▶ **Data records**
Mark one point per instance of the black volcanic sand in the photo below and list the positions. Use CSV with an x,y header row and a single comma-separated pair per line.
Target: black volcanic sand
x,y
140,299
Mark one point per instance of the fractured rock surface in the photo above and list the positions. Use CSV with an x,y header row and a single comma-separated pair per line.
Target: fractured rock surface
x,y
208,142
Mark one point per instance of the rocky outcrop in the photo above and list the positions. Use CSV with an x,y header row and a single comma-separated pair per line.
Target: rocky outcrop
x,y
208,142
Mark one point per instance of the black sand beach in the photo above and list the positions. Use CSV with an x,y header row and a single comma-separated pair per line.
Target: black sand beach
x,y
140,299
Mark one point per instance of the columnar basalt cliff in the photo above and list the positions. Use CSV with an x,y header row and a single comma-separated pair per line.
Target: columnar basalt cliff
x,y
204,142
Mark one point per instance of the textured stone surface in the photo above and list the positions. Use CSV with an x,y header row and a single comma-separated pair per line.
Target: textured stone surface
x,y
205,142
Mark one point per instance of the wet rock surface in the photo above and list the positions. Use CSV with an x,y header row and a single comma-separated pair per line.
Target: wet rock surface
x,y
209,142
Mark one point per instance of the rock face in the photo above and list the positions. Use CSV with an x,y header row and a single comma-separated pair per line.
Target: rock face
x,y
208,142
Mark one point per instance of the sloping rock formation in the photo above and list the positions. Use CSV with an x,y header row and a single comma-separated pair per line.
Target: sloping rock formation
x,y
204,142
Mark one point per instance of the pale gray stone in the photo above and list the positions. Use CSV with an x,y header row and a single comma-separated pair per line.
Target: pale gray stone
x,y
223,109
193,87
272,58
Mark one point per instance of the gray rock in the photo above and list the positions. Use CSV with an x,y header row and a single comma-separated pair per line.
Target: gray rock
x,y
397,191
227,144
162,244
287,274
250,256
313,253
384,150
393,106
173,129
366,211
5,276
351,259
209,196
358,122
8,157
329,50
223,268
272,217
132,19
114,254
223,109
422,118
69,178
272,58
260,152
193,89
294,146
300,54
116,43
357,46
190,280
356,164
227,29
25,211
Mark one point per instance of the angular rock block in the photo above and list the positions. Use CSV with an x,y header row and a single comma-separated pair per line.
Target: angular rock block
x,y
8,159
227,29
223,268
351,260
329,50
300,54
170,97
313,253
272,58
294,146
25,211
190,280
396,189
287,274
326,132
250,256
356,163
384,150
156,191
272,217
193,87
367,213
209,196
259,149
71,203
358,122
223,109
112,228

▶ **PROBLEM REQUIREMENTS**
Repeat the data exactly, with every line included.

▶ **SOLUTION**
Mark one point per instance of the black volcanic sand in the photo below and list the positions. Use CSV with an x,y header row and a single comma-separated pair per line.
Target: black volcanic sand
x,y
140,299
Mark one point per instance of the fractured rock surface in the photo above and list the positions. Use CSV with an x,y header row and a single comma-separated pair per line.
Target: fractured rock surface
x,y
208,142
Mark one point per instance of the rocky outcrop in the photo above and list the positions. Use CSV with an x,y header row and a single comma-separated pair per line.
Target: rocky outcrop
x,y
208,142
Mark one point per instance of the black sand beach in the photo above and list the positions. Use CSV with an x,y header row and a single comma-separated pair per line.
Target: black sand beach
x,y
140,299
Mark one point per instance of the columnar basalt cliff in the photo above and list the positions. Use CSV with an x,y header row and a single comma-separated pair per line.
Target: columnar basalt cliff
x,y
204,142
Mark one point per instance of the textured stone surface in the photo above and list the positions. Use CSV with an x,y header row and a single comma-separated pair per line.
Target: textured stone surface
x,y
205,142
Mark one point per instance of the wet rock surface in the photo above and list the positions. Use CSV with an x,y header row and a single comma-separated pair per line.
Target: wet rock surface
x,y
209,142
Mark one point per instance of the rock face in the photo above and list the positions. Use CSV with an x,y header row and a single comma-separated pair per line.
Target: rock face
x,y
208,142
Mark one point per instance of the sloping rock formation in the photo above and list the positions. Use CSV with an x,y header row and a single comma-separated pair per line.
Target: sloping rock formation
x,y
204,142
Mark one point per instance of the pale gray stone in the photo above and list the positions. Use CSV with an x,y header row and a single comma-separated pair per line.
Target: pale gray stone
x,y
223,109
193,87
272,58
Mark one point per instance of the gray rock in the photo above and list the positions. Use CSV with an x,y header row and a single comma-separated pair per line.
Target: gray rock
x,y
397,191
227,144
162,244
287,274
250,256
313,253
384,150
393,106
173,129
366,211
5,276
351,259
209,196
358,122
8,157
329,50
223,268
272,217
132,19
114,254
223,109
422,118
69,178
272,58
260,152
193,89
294,146
300,54
116,43
357,46
190,280
356,164
227,29
25,211
Mark one point per instance of the angular rock block in the photo above and list the positions. Use CSV with an x,y header row and a single comma-separated pair per line.
Target: angular rock block
x,y
8,159
227,29
223,268
351,260
329,50
300,54
170,97
313,253
272,58
294,146
25,211
190,280
396,189
287,274
326,132
250,256
356,163
384,150
156,191
272,217
193,87
367,213
209,196
259,149
71,203
358,122
223,109
112,228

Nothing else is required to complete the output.